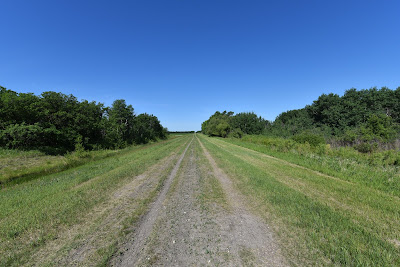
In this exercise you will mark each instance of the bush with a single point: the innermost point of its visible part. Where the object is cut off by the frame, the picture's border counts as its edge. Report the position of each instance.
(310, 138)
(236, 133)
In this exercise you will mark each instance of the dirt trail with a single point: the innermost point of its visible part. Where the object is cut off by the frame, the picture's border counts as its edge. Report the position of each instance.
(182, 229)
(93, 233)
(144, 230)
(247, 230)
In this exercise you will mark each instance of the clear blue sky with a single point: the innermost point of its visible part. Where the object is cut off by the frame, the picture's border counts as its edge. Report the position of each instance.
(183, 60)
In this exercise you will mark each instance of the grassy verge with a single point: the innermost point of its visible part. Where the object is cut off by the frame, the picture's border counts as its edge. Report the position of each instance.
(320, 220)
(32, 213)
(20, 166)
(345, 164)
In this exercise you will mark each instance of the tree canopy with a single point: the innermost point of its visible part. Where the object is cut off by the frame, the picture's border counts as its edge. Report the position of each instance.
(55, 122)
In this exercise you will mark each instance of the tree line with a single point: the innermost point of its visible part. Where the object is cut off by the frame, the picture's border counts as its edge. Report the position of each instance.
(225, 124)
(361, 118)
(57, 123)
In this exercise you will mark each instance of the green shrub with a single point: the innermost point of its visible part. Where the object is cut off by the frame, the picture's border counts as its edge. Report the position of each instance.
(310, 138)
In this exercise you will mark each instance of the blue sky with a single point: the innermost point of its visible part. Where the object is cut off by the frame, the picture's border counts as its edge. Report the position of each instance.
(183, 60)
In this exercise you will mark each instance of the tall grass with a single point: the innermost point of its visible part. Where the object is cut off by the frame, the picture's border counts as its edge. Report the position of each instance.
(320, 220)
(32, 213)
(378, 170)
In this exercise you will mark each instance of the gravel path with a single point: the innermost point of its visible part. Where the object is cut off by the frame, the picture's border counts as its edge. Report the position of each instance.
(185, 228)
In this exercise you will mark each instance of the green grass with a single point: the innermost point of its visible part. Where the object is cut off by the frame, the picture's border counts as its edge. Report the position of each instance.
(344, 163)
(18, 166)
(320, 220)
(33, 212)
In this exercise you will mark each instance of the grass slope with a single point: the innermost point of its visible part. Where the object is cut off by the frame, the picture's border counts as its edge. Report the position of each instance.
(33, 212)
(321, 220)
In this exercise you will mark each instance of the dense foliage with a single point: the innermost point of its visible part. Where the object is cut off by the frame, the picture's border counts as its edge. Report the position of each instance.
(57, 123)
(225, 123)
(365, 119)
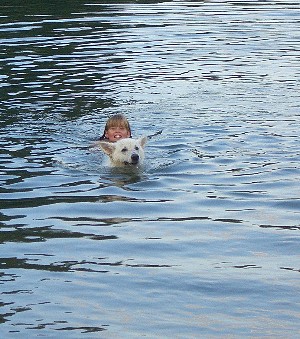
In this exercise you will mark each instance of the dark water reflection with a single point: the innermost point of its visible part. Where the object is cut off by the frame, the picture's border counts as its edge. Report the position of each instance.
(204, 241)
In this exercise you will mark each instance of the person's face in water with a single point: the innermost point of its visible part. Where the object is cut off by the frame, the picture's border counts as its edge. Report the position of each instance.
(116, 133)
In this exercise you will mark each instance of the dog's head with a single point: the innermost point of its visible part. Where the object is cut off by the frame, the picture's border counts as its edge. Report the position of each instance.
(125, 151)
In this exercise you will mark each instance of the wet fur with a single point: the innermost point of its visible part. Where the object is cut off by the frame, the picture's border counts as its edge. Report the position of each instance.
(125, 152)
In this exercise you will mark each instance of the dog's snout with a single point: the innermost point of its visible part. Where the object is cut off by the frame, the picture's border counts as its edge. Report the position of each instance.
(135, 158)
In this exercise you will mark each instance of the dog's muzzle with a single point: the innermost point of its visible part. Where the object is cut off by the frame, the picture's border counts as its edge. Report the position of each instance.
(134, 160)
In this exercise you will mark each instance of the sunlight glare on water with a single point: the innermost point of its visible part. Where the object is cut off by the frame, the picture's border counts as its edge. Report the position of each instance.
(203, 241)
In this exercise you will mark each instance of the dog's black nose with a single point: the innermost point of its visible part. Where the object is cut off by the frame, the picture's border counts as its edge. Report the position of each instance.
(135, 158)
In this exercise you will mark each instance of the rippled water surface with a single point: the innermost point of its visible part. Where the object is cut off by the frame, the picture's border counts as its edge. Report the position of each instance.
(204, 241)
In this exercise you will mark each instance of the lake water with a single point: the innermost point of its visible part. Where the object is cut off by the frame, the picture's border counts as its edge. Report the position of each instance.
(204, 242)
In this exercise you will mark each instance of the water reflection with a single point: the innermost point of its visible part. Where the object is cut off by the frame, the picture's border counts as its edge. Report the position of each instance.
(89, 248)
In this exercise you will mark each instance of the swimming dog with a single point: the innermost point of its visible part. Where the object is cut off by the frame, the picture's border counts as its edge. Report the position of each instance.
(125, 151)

-*-*-

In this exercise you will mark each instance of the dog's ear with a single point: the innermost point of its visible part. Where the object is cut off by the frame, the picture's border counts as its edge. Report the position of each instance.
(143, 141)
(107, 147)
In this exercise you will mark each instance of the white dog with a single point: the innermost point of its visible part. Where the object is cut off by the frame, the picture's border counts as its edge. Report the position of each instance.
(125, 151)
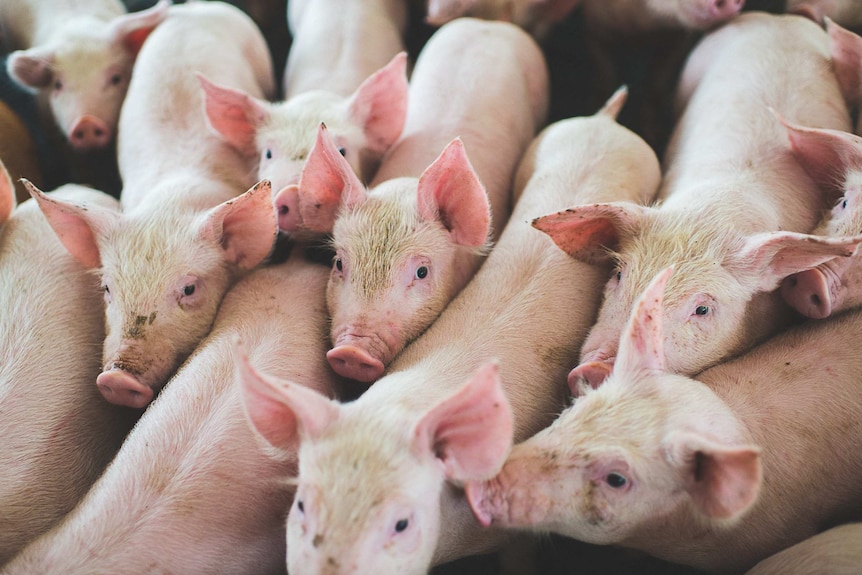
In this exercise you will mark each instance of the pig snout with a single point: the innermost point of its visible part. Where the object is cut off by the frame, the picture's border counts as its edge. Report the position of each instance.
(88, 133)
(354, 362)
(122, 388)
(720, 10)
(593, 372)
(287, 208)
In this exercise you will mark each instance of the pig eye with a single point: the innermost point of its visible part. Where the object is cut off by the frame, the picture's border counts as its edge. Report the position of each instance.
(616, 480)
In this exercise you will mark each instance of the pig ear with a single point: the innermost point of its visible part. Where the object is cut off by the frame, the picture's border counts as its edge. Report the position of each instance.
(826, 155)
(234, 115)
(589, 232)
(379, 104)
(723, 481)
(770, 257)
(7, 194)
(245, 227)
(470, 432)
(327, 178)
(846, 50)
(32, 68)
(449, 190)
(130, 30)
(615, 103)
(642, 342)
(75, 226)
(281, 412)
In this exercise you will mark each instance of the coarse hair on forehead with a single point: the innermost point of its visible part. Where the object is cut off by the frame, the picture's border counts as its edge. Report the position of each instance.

-*-*-

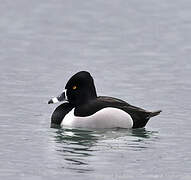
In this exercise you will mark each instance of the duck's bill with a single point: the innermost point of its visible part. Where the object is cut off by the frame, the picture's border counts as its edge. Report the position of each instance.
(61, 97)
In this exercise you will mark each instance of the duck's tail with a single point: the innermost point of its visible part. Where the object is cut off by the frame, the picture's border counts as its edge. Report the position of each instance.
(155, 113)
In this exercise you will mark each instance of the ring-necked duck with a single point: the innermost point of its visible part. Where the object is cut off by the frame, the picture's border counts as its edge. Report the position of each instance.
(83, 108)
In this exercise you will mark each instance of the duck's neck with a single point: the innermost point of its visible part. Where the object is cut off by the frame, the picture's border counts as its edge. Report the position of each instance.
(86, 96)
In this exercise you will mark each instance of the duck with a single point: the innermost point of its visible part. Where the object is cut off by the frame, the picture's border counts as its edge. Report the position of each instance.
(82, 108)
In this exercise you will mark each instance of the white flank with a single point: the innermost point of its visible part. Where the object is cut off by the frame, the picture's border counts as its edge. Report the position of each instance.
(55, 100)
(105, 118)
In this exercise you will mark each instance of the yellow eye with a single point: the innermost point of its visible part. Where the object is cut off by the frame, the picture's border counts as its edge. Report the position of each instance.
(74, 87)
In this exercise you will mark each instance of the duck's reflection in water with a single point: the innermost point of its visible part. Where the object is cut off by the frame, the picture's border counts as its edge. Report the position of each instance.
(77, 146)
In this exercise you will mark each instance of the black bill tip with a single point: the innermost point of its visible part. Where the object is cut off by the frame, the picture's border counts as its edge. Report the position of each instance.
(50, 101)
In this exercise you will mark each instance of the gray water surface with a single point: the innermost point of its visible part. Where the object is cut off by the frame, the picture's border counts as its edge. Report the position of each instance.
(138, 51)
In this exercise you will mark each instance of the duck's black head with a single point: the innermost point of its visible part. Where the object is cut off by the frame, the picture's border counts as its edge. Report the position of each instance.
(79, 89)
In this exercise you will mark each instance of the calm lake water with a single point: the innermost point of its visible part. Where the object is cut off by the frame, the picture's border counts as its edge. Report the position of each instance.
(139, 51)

-*-*-

### Problem description
Collect every line in the material above that contains the word "reflection", copying each one in full.

### Exercise output
In this exercise you will mark each instance of the dark water reflection with a single point: the innermost point of its visible part. Where the object is cut off by the frame, the picture's border counts as its edge. Report the position of each instance.
In this exercise you will mark each instance of the water reflection with a single point: the innermost point of its visible part. Where the object is cut off by the frame, the picture's border counts as its edge. Report the position of each instance.
In this exercise you will mark each instance of the duck's reflection in water with a single point: the innermost point of its visible part. Where the object is cut off by the frame, the picture's border counts as its edge. Report the position of each instance.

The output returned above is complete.